[Exercise details]:
Wherever a line in the records below contains "left", copy that line.

-- Opening Marker --

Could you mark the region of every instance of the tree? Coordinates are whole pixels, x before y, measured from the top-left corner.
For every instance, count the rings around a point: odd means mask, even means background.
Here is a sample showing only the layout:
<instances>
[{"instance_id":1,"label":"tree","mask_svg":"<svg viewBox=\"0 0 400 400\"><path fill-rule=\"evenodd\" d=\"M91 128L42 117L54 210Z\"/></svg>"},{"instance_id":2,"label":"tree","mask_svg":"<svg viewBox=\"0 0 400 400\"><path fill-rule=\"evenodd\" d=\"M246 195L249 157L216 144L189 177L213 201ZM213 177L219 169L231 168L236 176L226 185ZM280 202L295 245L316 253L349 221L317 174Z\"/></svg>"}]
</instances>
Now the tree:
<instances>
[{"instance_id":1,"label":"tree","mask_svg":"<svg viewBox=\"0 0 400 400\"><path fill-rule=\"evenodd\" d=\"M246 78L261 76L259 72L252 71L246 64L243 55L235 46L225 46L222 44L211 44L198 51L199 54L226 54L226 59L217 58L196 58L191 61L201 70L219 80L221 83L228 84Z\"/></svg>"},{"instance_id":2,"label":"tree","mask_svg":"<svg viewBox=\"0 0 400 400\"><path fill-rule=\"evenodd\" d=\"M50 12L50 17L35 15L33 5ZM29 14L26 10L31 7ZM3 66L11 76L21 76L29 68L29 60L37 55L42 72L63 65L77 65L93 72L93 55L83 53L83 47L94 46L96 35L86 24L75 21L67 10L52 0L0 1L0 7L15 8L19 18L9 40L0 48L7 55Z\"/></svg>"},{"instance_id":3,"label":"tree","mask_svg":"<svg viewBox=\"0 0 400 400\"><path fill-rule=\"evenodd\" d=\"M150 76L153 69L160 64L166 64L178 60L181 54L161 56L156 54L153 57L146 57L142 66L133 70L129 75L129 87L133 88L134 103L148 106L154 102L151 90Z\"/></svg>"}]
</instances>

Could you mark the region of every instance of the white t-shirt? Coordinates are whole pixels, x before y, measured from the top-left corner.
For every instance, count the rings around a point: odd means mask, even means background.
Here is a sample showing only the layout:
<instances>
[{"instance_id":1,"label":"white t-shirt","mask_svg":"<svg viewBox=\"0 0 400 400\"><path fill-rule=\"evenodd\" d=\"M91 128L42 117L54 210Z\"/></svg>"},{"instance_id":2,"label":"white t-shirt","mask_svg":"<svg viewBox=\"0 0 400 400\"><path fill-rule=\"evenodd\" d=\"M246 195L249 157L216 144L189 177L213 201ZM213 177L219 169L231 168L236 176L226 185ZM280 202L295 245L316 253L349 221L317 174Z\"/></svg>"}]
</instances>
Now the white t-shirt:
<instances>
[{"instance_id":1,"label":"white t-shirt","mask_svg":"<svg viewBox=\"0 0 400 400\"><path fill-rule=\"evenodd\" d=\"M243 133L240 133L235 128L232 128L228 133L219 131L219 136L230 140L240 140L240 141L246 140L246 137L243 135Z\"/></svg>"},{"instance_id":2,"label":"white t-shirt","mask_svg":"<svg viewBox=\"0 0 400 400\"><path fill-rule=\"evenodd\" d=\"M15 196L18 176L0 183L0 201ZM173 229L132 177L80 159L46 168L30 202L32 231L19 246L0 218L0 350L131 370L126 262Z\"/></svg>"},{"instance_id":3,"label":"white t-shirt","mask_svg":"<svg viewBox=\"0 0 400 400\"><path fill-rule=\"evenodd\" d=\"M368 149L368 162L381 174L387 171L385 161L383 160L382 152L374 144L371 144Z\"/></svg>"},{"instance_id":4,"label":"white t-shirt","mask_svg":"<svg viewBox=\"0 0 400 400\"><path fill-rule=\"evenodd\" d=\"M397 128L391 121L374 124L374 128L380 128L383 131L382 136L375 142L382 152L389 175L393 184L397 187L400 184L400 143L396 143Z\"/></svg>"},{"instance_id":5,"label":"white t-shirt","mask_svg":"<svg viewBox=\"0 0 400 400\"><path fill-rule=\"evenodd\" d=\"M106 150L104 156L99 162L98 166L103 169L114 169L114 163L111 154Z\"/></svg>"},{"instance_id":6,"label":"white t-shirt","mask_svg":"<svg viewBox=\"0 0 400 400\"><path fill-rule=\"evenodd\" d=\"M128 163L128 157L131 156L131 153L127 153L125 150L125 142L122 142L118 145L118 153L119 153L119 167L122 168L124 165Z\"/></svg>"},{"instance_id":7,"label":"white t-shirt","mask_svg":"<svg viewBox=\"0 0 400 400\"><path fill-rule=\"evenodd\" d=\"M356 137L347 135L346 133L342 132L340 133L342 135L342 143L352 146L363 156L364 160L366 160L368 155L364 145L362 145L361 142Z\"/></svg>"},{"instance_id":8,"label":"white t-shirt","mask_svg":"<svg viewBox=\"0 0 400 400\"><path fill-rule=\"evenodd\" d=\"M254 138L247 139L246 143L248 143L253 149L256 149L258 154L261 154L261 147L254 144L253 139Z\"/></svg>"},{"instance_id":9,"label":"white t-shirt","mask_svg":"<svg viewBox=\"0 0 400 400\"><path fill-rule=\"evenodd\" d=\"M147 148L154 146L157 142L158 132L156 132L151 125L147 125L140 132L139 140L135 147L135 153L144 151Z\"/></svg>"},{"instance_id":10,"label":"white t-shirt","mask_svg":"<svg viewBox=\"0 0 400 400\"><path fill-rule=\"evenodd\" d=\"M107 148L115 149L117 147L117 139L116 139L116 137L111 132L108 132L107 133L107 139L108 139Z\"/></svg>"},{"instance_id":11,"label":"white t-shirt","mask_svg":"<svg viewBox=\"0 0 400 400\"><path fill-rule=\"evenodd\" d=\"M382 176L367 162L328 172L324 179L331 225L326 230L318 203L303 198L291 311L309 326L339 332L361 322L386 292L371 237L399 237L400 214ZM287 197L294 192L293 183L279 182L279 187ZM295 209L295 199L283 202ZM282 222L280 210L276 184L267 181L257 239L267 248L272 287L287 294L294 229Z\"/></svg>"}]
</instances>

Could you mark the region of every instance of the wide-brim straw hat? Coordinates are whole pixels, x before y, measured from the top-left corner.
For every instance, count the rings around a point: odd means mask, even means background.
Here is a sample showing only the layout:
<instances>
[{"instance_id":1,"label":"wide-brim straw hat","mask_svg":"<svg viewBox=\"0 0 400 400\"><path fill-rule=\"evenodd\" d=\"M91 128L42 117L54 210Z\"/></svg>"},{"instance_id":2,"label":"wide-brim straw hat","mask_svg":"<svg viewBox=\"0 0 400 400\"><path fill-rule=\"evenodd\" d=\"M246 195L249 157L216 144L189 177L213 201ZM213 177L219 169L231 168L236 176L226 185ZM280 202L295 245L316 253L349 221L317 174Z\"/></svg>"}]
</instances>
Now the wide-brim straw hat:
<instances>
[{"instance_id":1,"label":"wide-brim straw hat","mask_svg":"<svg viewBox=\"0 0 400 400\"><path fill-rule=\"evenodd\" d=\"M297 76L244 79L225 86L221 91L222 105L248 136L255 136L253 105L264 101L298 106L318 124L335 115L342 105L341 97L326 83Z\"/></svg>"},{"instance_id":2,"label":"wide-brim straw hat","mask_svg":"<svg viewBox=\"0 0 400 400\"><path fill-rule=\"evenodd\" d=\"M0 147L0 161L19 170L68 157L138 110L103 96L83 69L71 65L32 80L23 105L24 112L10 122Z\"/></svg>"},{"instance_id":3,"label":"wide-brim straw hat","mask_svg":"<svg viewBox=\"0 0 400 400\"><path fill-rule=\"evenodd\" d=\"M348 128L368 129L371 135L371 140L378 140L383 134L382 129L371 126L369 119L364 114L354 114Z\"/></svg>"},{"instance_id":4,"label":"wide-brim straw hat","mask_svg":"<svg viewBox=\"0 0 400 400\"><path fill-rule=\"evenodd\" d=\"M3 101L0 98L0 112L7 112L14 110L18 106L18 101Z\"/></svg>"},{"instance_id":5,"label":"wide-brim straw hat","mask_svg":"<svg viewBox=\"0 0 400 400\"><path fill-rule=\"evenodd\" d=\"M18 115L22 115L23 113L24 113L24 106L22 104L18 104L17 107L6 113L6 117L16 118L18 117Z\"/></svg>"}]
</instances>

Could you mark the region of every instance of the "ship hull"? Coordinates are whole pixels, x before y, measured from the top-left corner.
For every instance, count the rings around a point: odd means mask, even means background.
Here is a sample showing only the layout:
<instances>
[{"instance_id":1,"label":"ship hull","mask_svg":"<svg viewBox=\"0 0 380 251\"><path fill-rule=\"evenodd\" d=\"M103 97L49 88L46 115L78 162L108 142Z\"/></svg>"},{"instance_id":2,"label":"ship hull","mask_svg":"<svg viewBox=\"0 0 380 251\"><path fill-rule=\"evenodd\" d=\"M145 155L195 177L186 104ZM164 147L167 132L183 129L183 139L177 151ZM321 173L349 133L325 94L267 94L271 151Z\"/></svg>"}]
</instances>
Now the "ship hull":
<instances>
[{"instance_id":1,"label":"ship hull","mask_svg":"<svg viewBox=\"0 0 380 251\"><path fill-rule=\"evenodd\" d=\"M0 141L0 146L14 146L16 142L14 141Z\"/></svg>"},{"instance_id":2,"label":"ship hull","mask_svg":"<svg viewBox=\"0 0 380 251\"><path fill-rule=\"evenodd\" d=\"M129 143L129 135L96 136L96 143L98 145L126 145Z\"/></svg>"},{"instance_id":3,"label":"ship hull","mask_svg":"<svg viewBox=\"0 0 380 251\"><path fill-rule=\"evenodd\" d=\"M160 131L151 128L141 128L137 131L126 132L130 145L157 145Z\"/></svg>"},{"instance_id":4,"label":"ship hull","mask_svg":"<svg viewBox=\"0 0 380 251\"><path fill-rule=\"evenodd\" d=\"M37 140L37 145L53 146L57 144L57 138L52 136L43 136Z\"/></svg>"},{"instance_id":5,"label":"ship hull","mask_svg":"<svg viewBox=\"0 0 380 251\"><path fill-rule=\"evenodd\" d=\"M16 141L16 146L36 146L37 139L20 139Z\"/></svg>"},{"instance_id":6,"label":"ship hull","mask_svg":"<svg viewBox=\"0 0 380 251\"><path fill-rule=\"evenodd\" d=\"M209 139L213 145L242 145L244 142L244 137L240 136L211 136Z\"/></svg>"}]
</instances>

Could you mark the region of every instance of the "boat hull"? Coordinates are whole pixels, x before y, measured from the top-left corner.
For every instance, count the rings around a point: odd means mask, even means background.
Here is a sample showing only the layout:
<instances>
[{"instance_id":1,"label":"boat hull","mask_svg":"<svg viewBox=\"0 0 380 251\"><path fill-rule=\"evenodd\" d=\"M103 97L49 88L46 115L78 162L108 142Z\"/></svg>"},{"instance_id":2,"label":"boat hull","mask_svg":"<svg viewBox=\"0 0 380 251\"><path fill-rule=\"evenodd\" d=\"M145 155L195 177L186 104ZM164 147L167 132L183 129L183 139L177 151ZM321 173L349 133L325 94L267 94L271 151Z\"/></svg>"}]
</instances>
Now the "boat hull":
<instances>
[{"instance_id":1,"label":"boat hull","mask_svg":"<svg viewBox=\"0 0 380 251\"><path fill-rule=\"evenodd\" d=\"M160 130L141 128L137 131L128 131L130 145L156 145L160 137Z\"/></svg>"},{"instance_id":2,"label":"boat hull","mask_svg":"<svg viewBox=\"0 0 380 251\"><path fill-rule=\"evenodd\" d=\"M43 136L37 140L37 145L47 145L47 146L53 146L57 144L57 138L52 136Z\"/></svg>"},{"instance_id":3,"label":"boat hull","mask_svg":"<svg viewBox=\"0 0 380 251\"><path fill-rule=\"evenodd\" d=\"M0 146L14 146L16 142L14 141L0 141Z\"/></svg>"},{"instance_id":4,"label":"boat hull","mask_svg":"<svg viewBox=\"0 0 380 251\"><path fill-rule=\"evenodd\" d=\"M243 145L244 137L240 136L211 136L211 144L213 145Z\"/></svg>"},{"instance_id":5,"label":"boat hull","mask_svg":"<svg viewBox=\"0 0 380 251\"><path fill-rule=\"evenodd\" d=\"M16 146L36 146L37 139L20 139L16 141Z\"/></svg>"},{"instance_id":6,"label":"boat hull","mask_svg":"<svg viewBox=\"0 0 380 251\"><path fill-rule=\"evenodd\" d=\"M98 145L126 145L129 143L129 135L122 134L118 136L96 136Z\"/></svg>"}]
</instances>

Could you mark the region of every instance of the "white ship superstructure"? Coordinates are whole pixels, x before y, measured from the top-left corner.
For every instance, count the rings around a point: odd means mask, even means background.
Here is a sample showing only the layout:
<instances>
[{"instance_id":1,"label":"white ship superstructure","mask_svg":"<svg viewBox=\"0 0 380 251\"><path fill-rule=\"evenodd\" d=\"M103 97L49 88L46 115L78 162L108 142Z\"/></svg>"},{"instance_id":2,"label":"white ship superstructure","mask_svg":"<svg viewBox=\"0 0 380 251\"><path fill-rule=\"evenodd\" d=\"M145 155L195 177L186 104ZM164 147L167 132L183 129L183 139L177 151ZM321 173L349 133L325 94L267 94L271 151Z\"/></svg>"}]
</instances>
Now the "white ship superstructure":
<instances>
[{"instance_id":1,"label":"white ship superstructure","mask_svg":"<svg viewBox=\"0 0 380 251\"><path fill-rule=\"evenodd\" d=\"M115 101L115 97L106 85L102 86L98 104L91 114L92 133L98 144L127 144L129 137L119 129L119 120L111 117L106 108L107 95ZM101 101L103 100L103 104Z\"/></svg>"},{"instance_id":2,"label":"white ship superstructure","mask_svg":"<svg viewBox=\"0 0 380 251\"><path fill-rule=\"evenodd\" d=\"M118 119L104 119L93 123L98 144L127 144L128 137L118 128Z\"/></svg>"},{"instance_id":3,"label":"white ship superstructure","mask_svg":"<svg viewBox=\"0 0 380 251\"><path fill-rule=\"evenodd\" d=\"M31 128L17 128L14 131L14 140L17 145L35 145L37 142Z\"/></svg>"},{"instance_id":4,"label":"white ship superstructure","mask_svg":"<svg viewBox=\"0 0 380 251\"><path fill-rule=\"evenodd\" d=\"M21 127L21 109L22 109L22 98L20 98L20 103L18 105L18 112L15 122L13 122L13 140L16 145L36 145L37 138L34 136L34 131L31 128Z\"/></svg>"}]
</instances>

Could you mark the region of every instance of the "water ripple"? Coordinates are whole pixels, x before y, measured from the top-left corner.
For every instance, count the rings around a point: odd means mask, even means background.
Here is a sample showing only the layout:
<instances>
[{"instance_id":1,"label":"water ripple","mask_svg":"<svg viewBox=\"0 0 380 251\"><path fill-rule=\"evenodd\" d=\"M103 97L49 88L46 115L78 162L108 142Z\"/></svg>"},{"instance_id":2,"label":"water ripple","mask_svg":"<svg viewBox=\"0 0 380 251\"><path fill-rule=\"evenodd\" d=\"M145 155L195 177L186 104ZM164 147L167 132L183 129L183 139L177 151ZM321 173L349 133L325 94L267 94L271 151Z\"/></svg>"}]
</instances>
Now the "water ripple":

-- Closing Marker --

[Completed task]:
Could you mark the region of every instance of the tree? Coordinates are whole pixels, x before y, measured from the top-left corner.
Could you mark the region of every instance of the white t-shirt? Coordinates are whole pixels, x before y, measured from the top-left corner.
Could you mark the region of every instance of the wide-brim straw hat? Coordinates are whole pixels, x before y, measured from the top-left corner.
Could you mark the region of every instance of the "ship hull"? Coordinates are whole pixels, x before y, measured from the top-left corner.
Could you mark the region of every instance of the "boat hull"? Coordinates are whole pixels, x before y, measured from the top-left corner.
Could you mark the region of every instance of the "white ship superstructure"? Coordinates are whole pixels, x before y, measured from the top-left corner.
Could you mark the region of every instance of the "water ripple"? Coordinates are whole pixels, x before y, measured from the top-left corner.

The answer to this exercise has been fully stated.